[Opening MATERIAL SUPPLIED section]
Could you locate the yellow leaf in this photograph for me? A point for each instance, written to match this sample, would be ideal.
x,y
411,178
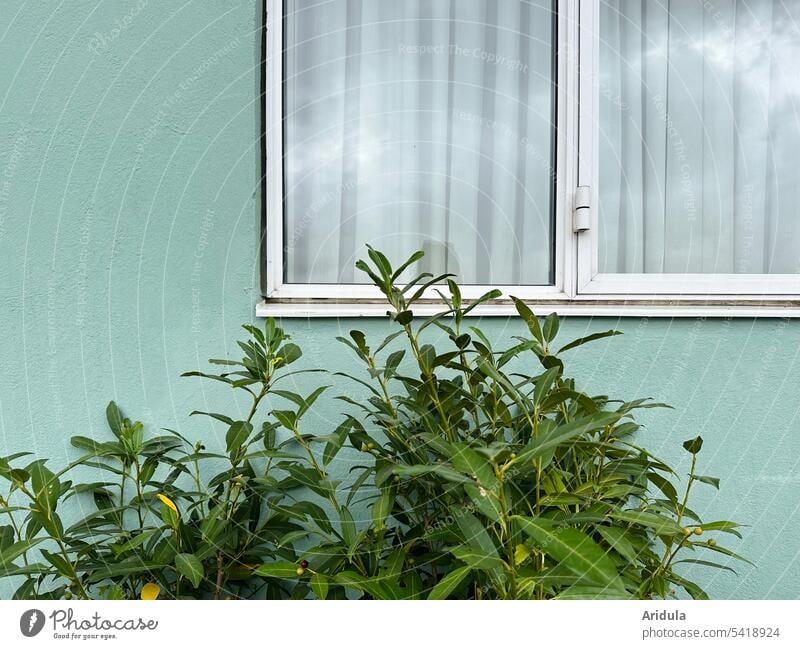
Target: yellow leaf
x,y
150,590
168,502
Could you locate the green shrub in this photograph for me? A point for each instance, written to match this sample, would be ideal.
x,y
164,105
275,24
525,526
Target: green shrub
x,y
485,474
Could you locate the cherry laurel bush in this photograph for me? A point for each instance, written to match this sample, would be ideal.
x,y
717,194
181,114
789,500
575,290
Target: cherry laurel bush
x,y
467,472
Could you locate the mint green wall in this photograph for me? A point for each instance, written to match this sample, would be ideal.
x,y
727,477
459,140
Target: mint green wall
[Closing MATERIAL SUPPLIED section]
§ **EXERCISE**
Return each line above word for word. Skip the pictures.

§ **EXERCISE ANSWER**
Could you locate the yellow leaf in this photograph for me? A point for each instance, written to match this sample, would be ideal.
x,y
411,178
Target: yellow leaf
x,y
150,590
168,502
Could you locate the green shrub in this photograph for me? A point for each instance, written to match this sample, would be ideal.
x,y
164,105
275,24
525,526
Target: green shrub
x,y
485,474
Could you locate the cherry laurel bush in this photograph for me? A point for each instance, written to match this sample, would be ideal.
x,y
717,194
181,114
789,500
575,290
Target: cherry laurel bush
x,y
467,472
Could you locate the mint green wall in this photograph for me? A point for each instance, written to match this sample, would be ideal.
x,y
727,477
459,140
Target: mint green wall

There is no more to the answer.